*Verifique sua compreensão:*
1) Resuma o parágrafo da reportagem sobre a FAO que começa com "O Brasil está prestes a perder", preservando seus fatos principais.
2) Por favor, dê seguimento à reportagem sobre a dívida do Brasil com a FAO a partir do último parágrafo apresentado.

*Trecho do documento:*
________________
Topo

Jamil Chade

REPORTAGEM

Texto que relata acontecimentos, baseado em fatos e dados observados ou verificados diretamente pelo jornalista ou obtidos pelo acesso a fontes jornalísticas reconhecidas e confiáveis.

Bolsonaro deixa de pagar agência de alimentos e pode ficar sem voto na FAO

Logo da FAO na sede da organização, em Roma - Alessandro Bianchi
Logo da FAO na sede da organização, em Roma Imagem: Alessandro Bianchi

Colunista do UOL

30/11/2021 04h00

Receba os novos posts desta coluna no seu e-mail

Email inválido

Resumo da notícia

  • Dados oficiais da entidade revelam que governo brasileiro soma hoje a segunda maior dívida na organização
  • No total, a FAO espera o pagamento de quase R$ 300 milhões por parte do Brasil, referentes às contribuições obrigatórias dos últimos anos


O Brasil está prestes a perder seu direito de voto numa das principais entidades internacionais e de um valor simbólico grande para a história recente do país, a FAO (Organização das Nações Unidas para Alimentação e Agricultura).
________________
*Dados fornecidos:*

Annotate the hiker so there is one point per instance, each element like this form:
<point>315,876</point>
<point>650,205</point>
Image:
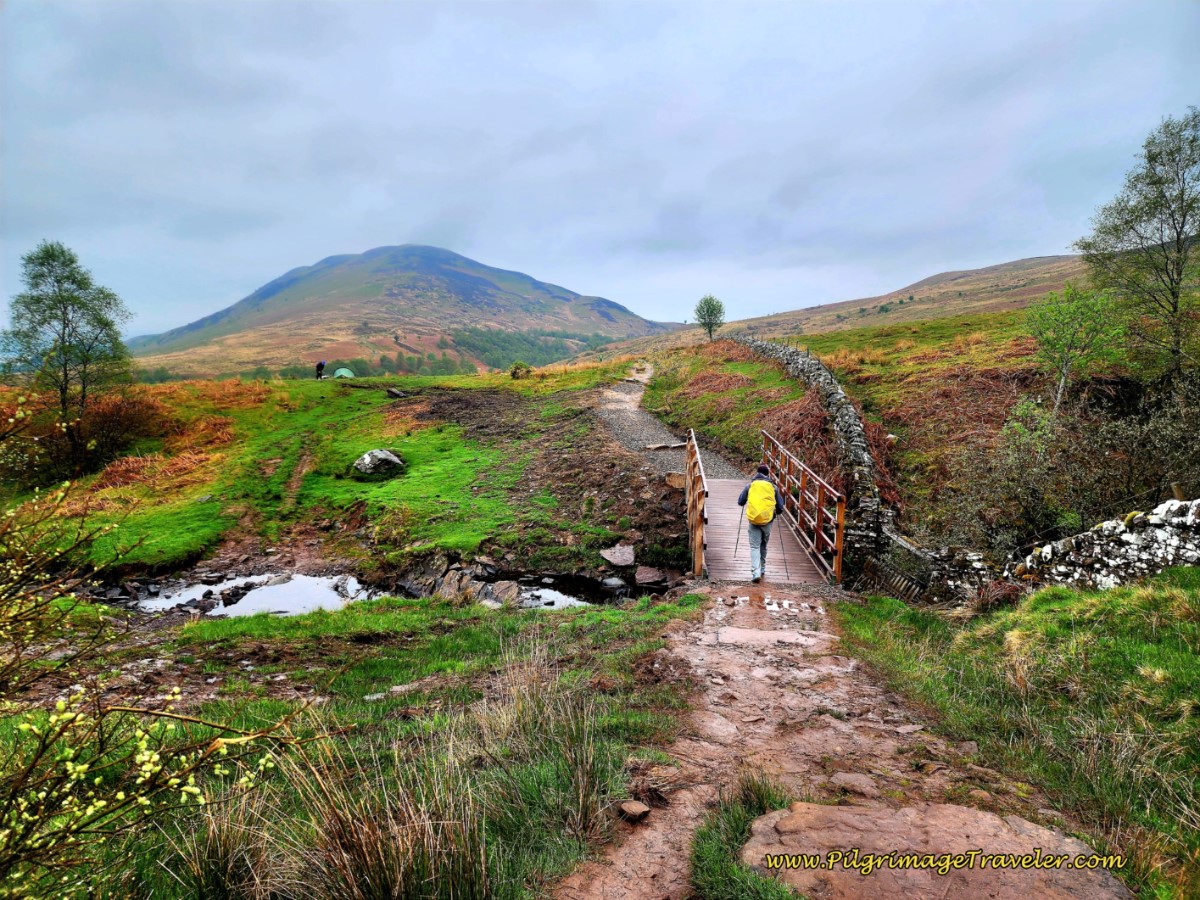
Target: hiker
<point>762,502</point>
________________
*Respostas por tarefa:*
1) O Brasil pode perder o direito de voto na FAO (Organização das Nações Unidas para Alimentação e Agricultura), uma das principais entidades internacionais e de grande valor simbólico para a história recente do país.

2)
A crise diplomática ocorre no mesmo momento em que a instituição revela, em seus dados, um salto sem precedentes da fome no Brasil nos últimos 20 anos, enquanto o governo é denunciado por um desmonte das políticas de segurança alimentar.

De acordo com a informação coletada pela instituição, 24% dos brasileiros vivem um estágio de fome moderada, enquanto 8% atravessam uma situação de fome severa. Antes da pandemia, a taxa era de apenas 2,5%.

Dados obtidos pela coluna revelam que, desde que assumiu o cargo de presidente, Jair Bolsonaro passou a ignorar a agência internacional que lida com a fome e que tem sua sede em Roma. A FAO foi comandada pelo brasileiro José Graziano da Silva entre 2012 e meados de 2019. Graziano foi ministro do governo de Luiz Inácio Lula da Silva e considerado como pai do programa Fome Zero.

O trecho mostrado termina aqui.